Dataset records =
-----

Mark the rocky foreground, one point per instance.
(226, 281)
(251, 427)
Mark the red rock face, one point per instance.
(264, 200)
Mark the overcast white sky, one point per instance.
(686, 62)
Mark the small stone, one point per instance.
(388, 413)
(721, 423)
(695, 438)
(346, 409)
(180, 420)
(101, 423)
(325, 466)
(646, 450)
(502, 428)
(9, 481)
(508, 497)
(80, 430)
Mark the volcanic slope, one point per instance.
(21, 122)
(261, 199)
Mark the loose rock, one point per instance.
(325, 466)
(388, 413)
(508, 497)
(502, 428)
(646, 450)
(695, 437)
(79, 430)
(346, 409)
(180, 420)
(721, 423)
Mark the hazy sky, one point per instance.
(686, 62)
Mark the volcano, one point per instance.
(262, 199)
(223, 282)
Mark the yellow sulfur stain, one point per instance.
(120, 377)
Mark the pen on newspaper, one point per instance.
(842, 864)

-----

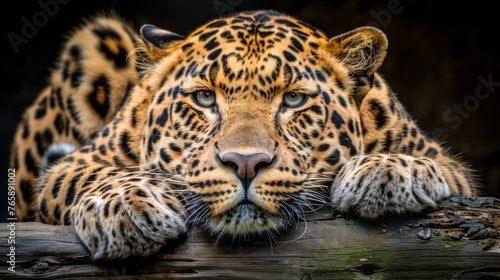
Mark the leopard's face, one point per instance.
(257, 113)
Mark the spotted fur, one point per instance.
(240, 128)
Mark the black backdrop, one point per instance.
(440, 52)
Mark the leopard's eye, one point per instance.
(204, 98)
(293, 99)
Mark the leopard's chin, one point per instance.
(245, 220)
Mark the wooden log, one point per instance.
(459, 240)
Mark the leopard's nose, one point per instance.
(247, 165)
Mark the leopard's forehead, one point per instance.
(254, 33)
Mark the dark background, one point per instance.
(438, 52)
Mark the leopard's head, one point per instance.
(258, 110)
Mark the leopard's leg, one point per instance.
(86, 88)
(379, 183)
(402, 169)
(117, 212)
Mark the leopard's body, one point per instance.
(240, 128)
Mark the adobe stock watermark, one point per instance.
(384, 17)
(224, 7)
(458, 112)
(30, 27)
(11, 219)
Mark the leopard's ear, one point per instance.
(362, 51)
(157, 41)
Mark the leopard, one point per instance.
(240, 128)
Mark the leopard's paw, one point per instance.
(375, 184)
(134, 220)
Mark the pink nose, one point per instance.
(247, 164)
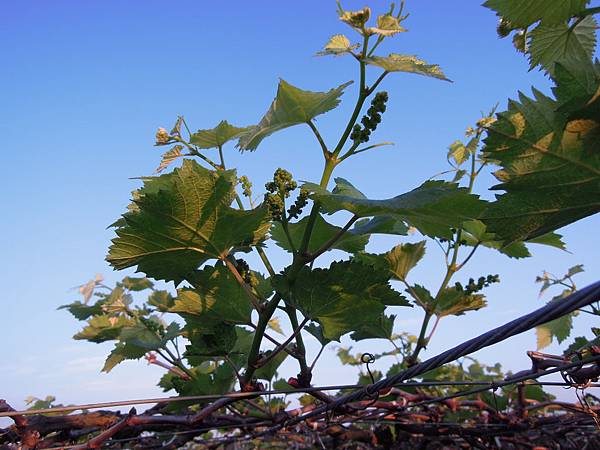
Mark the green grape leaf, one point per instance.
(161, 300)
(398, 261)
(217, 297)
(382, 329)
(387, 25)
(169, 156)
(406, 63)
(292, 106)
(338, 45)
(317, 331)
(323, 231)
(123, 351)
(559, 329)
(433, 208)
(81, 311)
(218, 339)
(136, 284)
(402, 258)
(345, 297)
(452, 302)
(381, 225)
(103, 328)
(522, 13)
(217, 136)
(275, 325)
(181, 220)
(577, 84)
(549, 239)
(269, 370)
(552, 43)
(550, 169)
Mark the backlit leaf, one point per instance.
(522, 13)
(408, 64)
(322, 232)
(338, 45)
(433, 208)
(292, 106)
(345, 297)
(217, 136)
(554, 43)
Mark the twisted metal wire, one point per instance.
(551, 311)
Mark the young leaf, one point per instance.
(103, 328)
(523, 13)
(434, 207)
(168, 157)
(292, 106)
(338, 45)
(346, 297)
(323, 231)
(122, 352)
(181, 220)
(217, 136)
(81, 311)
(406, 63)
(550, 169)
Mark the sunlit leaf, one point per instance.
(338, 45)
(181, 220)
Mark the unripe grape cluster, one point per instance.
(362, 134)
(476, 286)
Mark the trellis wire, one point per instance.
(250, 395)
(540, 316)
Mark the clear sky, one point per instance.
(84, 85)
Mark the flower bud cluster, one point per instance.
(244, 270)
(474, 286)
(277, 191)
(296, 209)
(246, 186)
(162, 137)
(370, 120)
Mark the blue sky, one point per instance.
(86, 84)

-----

State how many lines of the records above contain the string "nose". Case counts, and your reply should be the number alone.

CORRECT RESPONSE =
2